▸ YOUR ASSIGNMENT:
Search the listing below for the string "need" and copy every line where it occurs.

▸ DATA UNDER STUDY:
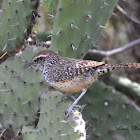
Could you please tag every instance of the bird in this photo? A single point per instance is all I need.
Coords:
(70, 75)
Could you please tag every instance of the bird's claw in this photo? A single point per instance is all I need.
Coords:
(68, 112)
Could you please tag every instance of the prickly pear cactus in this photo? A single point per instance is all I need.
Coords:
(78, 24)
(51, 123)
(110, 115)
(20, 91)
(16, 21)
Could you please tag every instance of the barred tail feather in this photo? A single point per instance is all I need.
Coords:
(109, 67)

--

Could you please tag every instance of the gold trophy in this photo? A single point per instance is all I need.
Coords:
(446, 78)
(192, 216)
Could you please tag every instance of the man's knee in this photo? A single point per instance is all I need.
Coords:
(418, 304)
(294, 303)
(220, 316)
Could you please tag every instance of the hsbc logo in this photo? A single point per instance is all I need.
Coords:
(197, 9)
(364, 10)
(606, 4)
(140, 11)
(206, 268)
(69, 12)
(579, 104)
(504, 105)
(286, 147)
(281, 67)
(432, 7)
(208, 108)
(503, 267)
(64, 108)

▸ COMPLETED TASK:
Could you please tag every instance of the bird in this photo? A single point per instance is all I need.
Could you please tag every instance of the bird's claw in this photo? A single point per instance is all I need.
Could you please tag every instance of the prickly pear cactus in this photo? A single point per instance is all I need.
Could you please tag every instance of the barred tail feather in this photo? A single point per instance is all I need.
Could you please tag every instance of the gold trophy in this photo? A single point per instance is all I need.
Could you please tag every instance of the man's knee in this photo? A single point per instance is all I need.
Could you please tag every instance of the hsbc logo in this photo? A single point per instance is all I need.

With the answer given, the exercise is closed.